**Excerpt:**
-----

Take a minute and think of a few community leaders, people you do business with, or perhaps engage with in the nonprofit world. You’re familiar with them, you see them often, but how much do you really know? Every issue, I will take someone in the community who we all “know” and get the story behind their story. Lunch will be on me (how else could I get anyone to go to lunch?) and we will talk about all things non-business.
For this issue, Ron Ryan, Boys & Girls Club executive director, and I met at the Deerhead Tavern on April 3 for a lengthy discussion.
TT: Ron, I know you are a native of Chicago, right?
RR: Born in Chicago. I was born on the west side. That’s where my parents, when they were first married, lived. But they bought a house when I was 1, and we moved to the south side of Chicago. So that’s where I grew up. That’s where I went to grammar school, elementary school, high school.
I stayed home and went to Moraine Valley Junior College because of a bad accident I was in. Two weeks after I graduated from high school, I was in a motorcycle accident. Broke my femur, pelvis, hip, two toes came off, tore my Achilles tendon, tore my hamstrings; I couldn’t walk.
I ended up playing baseball there, at the community college. Then, I went to the University of Illinois at Chicago, so then I lived in downtown Chicago. I got a master’s degree at Chicago State, and then another master’s at Governors State (University Park, Illinois).
TT: How did you meet your wife Chris? (Ron’s wife is Chris Ryan, CEO of Deaconess Women’s Hospital.)

-----

**Problem set:**
1. In the interview, at what college did Ron Ryan play baseball?
2. Write out the interview word for word, from "I ended up playing" up to and including "(University Park, Illinois).".

**Supplied records:**
-----

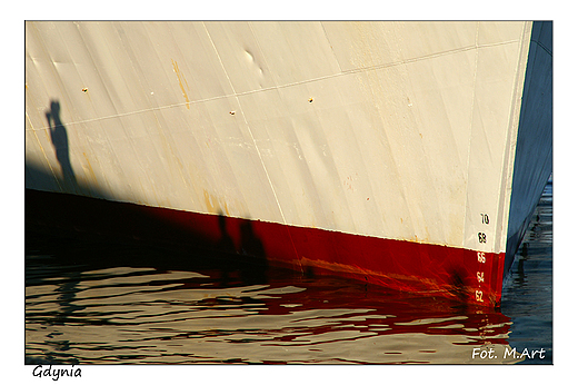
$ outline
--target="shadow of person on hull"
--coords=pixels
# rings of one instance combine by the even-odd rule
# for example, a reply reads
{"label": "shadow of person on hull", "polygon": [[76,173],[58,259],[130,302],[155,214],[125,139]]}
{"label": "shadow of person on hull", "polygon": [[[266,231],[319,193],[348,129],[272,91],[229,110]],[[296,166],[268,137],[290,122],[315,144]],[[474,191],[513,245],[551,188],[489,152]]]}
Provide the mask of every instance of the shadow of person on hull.
{"label": "shadow of person on hull", "polygon": [[267,256],[261,240],[256,236],[250,221],[241,223],[241,251],[248,263],[242,280],[248,284],[267,283]]}
{"label": "shadow of person on hull", "polygon": [[216,245],[221,259],[221,285],[235,284],[256,285],[267,283],[267,257],[261,240],[255,235],[250,221],[241,220],[240,250],[236,247],[233,237],[229,234],[232,226],[239,223],[219,214],[220,239]]}
{"label": "shadow of person on hull", "polygon": [[50,110],[47,110],[44,113],[50,130],[50,140],[52,141],[58,164],[62,170],[62,179],[64,182],[62,187],[63,192],[79,192],[77,177],[74,176],[70,162],[67,129],[60,120],[60,102],[58,100],[51,100]]}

-----

**Task-by-task results:**
1. He played baseball at Moraine Valley Junior College, a community college.

2.
I ended up playing baseball there, at the community college. Then, I went to the University of Illinois at Chicago, so then I lived in downtown Chicago. I got a master’s degree at Chicago State, and then another master’s at Governors State (University Park, Illinois).